▶ [INSTRUCTIONS FOR THE TASK] Copy out, unchanged, the rows between the line containing "of the silver" and the line containing "M 600 444 L", with both of those lines included.

━━━━━ DATA SECTION ━━━━━

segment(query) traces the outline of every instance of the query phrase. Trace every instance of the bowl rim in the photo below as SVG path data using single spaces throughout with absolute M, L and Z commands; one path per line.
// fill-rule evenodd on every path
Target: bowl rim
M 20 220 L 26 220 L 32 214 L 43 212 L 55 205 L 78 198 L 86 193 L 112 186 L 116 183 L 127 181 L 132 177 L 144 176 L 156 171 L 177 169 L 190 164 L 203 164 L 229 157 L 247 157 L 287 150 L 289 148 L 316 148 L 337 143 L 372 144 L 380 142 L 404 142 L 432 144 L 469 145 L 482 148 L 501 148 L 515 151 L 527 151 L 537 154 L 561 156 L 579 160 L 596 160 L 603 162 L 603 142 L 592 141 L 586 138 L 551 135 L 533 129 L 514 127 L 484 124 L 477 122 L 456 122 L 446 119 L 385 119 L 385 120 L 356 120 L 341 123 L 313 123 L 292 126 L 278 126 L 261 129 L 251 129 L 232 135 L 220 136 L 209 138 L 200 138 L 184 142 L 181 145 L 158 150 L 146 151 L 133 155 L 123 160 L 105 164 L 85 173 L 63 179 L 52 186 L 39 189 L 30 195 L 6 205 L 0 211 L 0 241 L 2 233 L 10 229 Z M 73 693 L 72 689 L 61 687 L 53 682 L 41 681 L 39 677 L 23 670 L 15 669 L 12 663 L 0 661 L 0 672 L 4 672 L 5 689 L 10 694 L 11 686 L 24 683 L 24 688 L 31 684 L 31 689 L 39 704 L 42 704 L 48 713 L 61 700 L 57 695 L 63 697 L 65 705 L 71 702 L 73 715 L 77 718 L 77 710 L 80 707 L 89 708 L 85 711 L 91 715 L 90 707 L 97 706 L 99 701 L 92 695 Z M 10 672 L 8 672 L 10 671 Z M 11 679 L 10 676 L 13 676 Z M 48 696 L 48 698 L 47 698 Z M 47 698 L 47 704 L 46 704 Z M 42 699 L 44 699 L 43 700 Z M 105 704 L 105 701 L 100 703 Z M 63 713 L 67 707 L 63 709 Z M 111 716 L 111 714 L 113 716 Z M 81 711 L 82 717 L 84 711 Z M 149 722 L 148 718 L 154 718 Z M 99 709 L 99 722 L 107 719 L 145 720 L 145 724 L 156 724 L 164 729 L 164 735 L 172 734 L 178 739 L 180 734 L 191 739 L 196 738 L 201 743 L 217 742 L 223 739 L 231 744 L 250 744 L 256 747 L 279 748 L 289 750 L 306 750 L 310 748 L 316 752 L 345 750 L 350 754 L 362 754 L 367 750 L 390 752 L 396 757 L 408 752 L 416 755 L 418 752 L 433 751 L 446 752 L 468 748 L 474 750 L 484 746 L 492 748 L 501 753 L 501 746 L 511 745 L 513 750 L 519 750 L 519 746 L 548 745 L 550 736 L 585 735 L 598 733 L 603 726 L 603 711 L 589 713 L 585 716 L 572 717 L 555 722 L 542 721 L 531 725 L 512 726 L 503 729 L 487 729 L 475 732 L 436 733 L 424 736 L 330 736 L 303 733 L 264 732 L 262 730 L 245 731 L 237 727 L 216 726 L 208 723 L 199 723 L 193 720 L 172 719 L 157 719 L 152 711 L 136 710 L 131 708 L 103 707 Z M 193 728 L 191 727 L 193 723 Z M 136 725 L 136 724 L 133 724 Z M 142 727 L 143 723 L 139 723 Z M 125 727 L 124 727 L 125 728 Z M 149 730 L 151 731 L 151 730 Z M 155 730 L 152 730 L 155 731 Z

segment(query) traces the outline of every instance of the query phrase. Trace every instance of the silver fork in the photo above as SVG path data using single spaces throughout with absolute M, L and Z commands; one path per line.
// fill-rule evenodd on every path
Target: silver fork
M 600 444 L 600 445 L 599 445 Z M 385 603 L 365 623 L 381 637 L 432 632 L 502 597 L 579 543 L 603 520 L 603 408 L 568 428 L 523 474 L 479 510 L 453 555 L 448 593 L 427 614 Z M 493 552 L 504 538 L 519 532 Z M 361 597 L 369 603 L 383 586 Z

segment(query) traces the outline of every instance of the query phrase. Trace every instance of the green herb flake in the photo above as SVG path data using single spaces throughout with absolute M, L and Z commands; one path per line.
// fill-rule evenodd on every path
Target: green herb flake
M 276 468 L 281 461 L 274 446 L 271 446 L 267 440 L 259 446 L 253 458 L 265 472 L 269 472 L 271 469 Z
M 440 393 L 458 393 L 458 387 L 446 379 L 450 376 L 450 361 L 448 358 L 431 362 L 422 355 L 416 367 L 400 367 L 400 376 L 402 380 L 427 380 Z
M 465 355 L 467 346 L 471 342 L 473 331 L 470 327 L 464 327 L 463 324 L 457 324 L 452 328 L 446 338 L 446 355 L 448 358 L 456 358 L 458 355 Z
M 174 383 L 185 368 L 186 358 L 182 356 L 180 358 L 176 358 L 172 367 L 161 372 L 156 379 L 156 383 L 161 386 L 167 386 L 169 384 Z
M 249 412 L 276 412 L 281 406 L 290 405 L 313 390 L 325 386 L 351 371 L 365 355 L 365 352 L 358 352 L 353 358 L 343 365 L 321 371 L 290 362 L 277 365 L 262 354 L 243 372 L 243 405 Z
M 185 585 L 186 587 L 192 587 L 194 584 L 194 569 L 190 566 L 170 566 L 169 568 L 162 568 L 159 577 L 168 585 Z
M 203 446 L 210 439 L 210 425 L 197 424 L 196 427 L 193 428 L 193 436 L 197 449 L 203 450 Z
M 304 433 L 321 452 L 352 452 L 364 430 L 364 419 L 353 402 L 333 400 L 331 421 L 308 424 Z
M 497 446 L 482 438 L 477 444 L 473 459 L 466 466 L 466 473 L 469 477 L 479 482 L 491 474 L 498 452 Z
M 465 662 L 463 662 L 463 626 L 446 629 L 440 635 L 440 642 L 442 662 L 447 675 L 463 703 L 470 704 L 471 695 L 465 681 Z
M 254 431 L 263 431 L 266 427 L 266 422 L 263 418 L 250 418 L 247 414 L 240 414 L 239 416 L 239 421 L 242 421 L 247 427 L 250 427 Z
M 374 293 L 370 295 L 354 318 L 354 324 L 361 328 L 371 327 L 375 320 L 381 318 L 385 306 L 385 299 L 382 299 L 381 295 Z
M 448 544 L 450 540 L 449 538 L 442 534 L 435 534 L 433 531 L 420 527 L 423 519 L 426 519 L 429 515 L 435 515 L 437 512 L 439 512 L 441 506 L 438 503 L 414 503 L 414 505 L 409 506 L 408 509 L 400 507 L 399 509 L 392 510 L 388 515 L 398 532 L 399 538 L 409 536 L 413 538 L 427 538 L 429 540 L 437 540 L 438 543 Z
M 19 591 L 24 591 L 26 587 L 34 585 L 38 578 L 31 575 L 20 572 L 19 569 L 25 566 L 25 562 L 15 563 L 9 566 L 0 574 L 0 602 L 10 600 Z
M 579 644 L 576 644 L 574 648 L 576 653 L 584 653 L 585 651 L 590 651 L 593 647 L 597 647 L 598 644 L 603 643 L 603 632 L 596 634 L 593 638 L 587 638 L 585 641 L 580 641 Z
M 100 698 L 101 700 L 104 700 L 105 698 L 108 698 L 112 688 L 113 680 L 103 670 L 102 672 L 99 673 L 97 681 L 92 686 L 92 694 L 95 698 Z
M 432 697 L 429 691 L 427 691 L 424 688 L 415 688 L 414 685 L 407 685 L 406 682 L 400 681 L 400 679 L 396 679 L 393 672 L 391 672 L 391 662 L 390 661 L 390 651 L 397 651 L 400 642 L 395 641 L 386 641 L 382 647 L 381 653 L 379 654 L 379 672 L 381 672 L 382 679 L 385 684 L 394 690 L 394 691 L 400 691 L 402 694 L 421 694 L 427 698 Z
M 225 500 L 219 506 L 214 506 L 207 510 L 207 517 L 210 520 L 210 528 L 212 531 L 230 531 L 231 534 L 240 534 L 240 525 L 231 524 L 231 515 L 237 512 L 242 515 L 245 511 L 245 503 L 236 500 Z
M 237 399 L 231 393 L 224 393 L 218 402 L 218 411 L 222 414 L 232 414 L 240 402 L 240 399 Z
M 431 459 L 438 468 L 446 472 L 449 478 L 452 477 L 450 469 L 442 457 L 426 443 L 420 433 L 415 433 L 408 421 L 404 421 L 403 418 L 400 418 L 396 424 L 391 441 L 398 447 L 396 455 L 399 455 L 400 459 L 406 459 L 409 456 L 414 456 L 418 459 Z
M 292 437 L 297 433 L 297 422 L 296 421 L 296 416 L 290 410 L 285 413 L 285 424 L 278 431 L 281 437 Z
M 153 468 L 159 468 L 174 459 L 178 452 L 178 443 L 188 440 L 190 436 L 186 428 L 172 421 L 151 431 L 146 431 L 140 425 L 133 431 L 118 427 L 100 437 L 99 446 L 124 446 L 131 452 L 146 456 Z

━━━━━

▶ [SOLVED PROBLEM]
segment(query) traces the outline of every instance of the query phrase. Trace every instance of the silver fork in the photo above as SVG path data using single spaces throughout with absolute M, L and Z commands; one path per line.
// fill-rule evenodd on every path
Target: silver fork
M 600 444 L 600 445 L 599 445 Z M 385 603 L 365 623 L 381 637 L 432 632 L 502 597 L 579 543 L 603 520 L 603 408 L 568 428 L 523 474 L 479 510 L 453 555 L 448 593 L 427 614 Z M 493 552 L 504 538 L 519 532 Z M 361 597 L 369 603 L 383 586 Z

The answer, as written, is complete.